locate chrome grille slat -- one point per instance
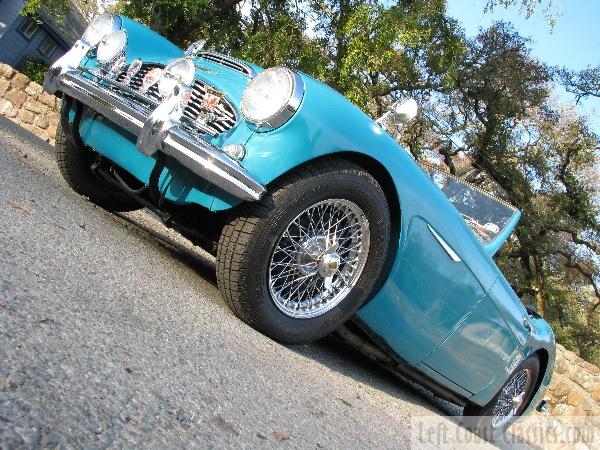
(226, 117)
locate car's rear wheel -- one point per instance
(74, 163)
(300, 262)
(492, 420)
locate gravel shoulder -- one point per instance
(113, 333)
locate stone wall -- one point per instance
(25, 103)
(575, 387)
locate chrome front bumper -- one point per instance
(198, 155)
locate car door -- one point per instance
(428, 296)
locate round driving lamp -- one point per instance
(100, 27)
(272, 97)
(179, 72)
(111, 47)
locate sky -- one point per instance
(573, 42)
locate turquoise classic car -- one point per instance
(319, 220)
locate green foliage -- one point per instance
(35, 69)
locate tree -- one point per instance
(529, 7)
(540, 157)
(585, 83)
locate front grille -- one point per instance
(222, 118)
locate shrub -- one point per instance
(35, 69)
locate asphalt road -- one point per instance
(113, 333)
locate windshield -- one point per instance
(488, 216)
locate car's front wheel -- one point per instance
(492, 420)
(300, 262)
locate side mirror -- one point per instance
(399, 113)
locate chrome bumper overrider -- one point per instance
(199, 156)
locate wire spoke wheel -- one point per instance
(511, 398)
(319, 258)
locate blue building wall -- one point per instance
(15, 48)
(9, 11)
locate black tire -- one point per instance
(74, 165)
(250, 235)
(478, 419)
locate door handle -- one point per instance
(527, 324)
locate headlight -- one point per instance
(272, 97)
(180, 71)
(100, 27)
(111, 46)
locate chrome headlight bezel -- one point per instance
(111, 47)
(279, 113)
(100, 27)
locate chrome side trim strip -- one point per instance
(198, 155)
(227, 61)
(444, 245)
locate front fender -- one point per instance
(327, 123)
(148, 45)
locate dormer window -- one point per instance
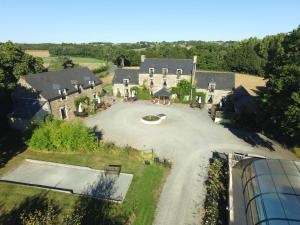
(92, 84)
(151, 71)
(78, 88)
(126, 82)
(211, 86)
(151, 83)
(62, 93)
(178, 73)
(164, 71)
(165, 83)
---
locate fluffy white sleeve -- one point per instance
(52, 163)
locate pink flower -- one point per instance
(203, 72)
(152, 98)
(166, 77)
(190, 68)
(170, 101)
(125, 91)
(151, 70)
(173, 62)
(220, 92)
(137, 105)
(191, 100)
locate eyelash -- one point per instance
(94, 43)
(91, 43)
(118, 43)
...
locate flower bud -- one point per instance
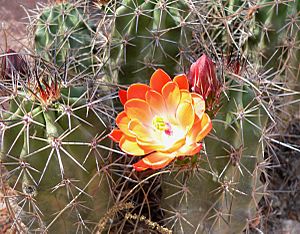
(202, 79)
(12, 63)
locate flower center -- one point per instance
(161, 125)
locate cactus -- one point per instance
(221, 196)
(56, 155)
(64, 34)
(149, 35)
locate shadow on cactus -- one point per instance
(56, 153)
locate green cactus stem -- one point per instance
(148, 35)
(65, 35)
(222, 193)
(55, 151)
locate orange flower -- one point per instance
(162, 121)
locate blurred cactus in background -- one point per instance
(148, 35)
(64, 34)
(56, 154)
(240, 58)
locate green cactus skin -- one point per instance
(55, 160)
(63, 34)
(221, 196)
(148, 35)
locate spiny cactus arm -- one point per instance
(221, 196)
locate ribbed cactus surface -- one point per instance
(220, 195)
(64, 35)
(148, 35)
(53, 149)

__Objective__
Gather every line of the records above that contains the word "wheel", and copy each one. Match case exactly.

__Answer for this exercise__
locate car's rear wheel -- one point per instance
locate car's front wheel -- one point per instance
locate wire spoke wheel -- one point per instance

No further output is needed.